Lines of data

>> START

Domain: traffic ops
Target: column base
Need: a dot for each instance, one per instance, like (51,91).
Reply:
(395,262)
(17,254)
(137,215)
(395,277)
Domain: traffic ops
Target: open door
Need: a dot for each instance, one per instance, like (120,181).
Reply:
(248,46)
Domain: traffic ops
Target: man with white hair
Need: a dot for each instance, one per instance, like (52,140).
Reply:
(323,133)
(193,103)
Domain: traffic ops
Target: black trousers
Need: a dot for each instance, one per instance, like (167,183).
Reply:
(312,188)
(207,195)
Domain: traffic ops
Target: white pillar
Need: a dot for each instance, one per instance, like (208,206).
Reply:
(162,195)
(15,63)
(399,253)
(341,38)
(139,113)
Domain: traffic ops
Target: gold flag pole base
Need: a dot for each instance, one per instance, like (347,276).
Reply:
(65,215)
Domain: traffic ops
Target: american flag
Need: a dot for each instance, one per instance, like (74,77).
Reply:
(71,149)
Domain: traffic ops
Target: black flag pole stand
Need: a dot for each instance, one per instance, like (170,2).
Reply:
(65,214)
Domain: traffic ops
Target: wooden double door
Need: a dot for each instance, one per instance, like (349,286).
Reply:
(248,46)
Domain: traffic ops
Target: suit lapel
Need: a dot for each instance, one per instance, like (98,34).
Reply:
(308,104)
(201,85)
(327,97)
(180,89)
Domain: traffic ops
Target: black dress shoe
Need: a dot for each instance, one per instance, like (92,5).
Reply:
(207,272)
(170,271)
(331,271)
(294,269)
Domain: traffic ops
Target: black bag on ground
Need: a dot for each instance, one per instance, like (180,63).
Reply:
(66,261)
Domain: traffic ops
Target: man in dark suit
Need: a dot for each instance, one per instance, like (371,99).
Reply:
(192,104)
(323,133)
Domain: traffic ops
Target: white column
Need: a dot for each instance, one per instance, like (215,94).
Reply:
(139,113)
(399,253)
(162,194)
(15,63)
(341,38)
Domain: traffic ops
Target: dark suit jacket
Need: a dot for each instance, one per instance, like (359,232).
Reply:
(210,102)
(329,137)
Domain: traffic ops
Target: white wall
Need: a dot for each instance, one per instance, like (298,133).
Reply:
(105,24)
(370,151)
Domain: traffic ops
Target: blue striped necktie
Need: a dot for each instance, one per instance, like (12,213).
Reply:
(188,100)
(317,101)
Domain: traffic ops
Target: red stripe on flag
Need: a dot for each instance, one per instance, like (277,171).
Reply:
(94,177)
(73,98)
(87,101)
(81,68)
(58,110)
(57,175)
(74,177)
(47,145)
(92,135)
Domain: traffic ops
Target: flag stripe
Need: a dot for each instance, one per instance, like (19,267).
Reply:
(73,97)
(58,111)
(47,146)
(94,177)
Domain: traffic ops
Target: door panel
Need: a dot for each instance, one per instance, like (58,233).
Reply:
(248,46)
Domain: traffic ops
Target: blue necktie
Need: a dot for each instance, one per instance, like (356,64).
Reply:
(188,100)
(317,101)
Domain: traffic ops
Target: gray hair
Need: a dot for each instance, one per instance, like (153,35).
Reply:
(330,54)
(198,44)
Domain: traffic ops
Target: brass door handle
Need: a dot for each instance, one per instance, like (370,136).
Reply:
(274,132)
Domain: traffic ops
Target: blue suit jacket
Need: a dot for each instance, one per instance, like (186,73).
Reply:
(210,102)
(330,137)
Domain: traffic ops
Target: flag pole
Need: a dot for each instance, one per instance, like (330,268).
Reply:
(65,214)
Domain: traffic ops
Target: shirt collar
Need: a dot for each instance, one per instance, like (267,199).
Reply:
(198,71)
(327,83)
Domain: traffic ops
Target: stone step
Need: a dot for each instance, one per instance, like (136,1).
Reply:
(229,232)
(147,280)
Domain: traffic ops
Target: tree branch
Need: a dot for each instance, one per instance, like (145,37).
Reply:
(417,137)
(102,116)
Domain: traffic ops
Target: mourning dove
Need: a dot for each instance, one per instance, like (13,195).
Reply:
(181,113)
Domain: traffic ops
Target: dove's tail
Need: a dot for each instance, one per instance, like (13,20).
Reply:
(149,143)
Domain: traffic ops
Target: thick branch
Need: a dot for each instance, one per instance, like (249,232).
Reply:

>> END

__DIRECTION__.
From the preceding material, extract every line exactly.

__ANSWER TO THE PROBLEM__.
Domain: traffic ops
Target: column base
Need: a dot for each instance, one per instance, like (51,91).
Reply:
(395,262)
(17,254)
(137,215)
(395,277)
Domain: traffic ops
Target: open door
Need: a dot for each instance, one per instance, like (120,181).
Reply:
(248,46)
Domain: traffic ops
Target: man with white hair
Need: a dot for each instance, one per instance, like (52,140).
Reply:
(323,133)
(193,103)
Domain: traffic ops
Target: black trousers
Need: a dot for each instance, one per instance, like (167,183).
Reply:
(312,188)
(207,195)
Domain: traffic ops
Target: white pillar
Need: a dot for each instance, one per instance, like (208,206).
Reply:
(162,195)
(15,63)
(399,253)
(341,38)
(139,113)
Domain: traffic ops
Target: gold flag pole base
Need: a dot for each instance, one per instance, like (347,276).
Reply:
(65,215)
Domain: traffic ops
Target: american flag
Need: a dot for each instance, one per instance, like (74,77).
Reply:
(71,149)
Domain: traffic ops
Target: black flag pole stand
Need: a dot for each instance, one per instance, like (170,2).
Reply:
(65,214)
Domain: traffic ops
Target: wooden double door
Need: a dot for each instance, one per instance, like (349,286).
Reply:
(248,46)
Domain: traffic ops
Target: suit lapel
Need: a dot for each instance, one per instance, like (98,34).
Reply:
(308,104)
(201,85)
(327,97)
(180,89)
Domain: traffic ops
Target: black dress shoe
Need: a dot for each instance, one per instance, like (92,5).
Reply:
(207,272)
(170,271)
(331,271)
(294,269)
Domain: traffic ops
Target: black bag on ground
Need: a dot for each instance, one per instance, like (180,63).
Reply:
(66,261)
Domain: traffic ops
Target: man in dark suit
Need: a dot for each instance, one per instance, like (371,99).
Reply:
(192,104)
(323,133)
Domain: traffic ops
Target: white column
Need: a dot for each instance, one per instance, like (215,94).
Reply:
(139,113)
(399,253)
(162,194)
(15,63)
(341,38)
Domain: traffic ops
Target: dark suit jacket
Need: a dot for each instance, one per instance, like (359,232).
Reply:
(210,102)
(329,137)
Domain: traffic ops
Target: white wall
Need: a dot for each instance, one per instance, like (298,133).
Reply:
(105,24)
(370,151)
Domain: traffic ops
Target: blue striped necktie
Need: a dot for each instance, one per instance, like (12,213).
Reply:
(188,100)
(317,101)
Domain: traffic ops
Target: red stripe on flag
Need: a dot for each instance, one per instance, like (277,171).
Reply:
(94,177)
(73,98)
(87,101)
(81,68)
(58,110)
(57,175)
(74,177)
(47,145)
(92,135)
Domain: traffic ops
Target: flag stripe
Need: a dot for each instance, one per instance, like (19,267).
Reply:
(73,97)
(58,111)
(47,146)
(94,177)
Domain: traffic ops
Target: door panel
Need: a dot for each instance, one per instance, like (58,233).
Reply:
(248,46)
Domain: traffic ops
Target: blue necktie
Need: a dot for each instance, one per instance, like (356,64).
Reply:
(188,100)
(317,101)
Domain: traffic ops
Target: gray hair
Need: a dot for each instance, one per instance, like (153,35).
Reply:
(330,54)
(198,44)
Domain: traffic ops
Target: brass door handle
Need: a dot for each instance, one per instance, like (370,136).
Reply:
(274,132)
Domain: traffic ops
Target: blue suit jacket
Need: a dot for each instance, one per instance, like (186,73).
Reply:
(210,102)
(330,137)
Domain: traffic ops
Target: flag pole
Need: a dot for each instance, one per instance, like (330,268).
Reply:
(65,214)
Domain: traffic ops
Target: shirt collar
Need: a dot for each instance, one per instance, like (267,199).
Reply:
(198,71)
(327,83)
Domain: traffic ops
Target: stone step
Need: a dot for each instance, one per instance, like (136,1).
Reply:
(229,232)
(147,280)
Domain: traffic ops
Target: tree branch
Need: a dot for each instance, one per instance, like (145,37).
Reply:
(417,137)
(102,116)
Domain: traffic ops
Target: mourning dove
Need: a dot for each instance, one per instance, like (13,195).
Reply:
(181,113)
Domain: traffic ops
Target: dove's tail
Need: a dot for each instance, one per instance, like (13,20).
Reply:
(149,143)
Domain: traffic ops
Target: thick branch
Need: a dot for each instance, one per instance, like (249,232).
Reply:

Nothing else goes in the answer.